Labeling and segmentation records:
========================

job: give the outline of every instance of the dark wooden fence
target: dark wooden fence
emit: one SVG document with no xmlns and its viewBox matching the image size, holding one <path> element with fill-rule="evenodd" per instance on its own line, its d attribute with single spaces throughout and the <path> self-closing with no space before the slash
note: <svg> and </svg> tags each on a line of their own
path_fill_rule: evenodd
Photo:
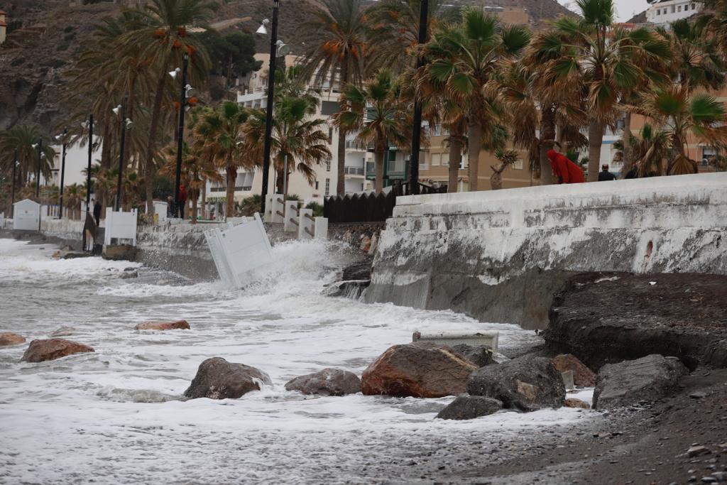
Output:
<svg viewBox="0 0 727 485">
<path fill-rule="evenodd" d="M 446 193 L 446 185 L 435 188 L 419 184 L 419 193 Z M 399 196 L 411 195 L 409 183 L 395 183 L 388 193 L 376 195 L 356 193 L 353 196 L 334 196 L 324 200 L 324 215 L 329 223 L 377 223 L 386 220 L 396 205 Z"/>
</svg>

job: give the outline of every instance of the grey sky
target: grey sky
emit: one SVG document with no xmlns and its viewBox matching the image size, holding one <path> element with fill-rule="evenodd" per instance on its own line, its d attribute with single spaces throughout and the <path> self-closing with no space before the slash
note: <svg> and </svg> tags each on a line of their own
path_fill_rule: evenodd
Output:
<svg viewBox="0 0 727 485">
<path fill-rule="evenodd" d="M 568 4 L 575 5 L 574 0 L 558 0 L 563 5 Z M 616 2 L 616 17 L 619 22 L 625 22 L 634 15 L 643 12 L 648 7 L 646 0 L 614 0 Z"/>
</svg>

========================

GOAL: Rewrite every line of the records above as a numbered list, dropping blank lines. Leave the pictures out.

COMPLETE RESPONSE:
1. job: give the outline of every instance of the dark wooden fence
2. target: dark wooden fence
3. emit: one SVG document with no xmlns and its viewBox matching the image size, holding one <path> element with fill-rule="evenodd" per instance on its own line, its d attribute with single spaces throughout and the <path> self-closing with no space before the slash
4. note: <svg> and </svg> tags each on a line of their own
5. path_fill_rule: evenodd
6. Photo:
7. Output:
8. <svg viewBox="0 0 727 485">
9. <path fill-rule="evenodd" d="M 446 193 L 446 185 L 435 188 L 419 184 L 419 193 Z M 399 196 L 411 195 L 409 183 L 395 183 L 388 193 L 376 195 L 356 193 L 353 196 L 334 196 L 324 200 L 324 215 L 329 223 L 377 223 L 386 220 L 396 205 Z"/>
10. </svg>
11. job: give the outline of every instance of the grey sky
12. target: grey sky
13. emit: one SVG document with no xmlns and its viewBox matching the image size, holding one <path> element with fill-rule="evenodd" per instance on its own line, its d attribute with single spaces throughout and the <path> self-closing with no space before the slash
14. note: <svg> and </svg> tags each on a line of their own
15. path_fill_rule: evenodd
16. Output:
17. <svg viewBox="0 0 727 485">
18. <path fill-rule="evenodd" d="M 568 4 L 575 5 L 574 0 L 558 0 L 563 5 Z M 616 2 L 616 17 L 619 22 L 625 22 L 634 15 L 643 12 L 648 7 L 646 0 L 614 0 Z"/>
19. </svg>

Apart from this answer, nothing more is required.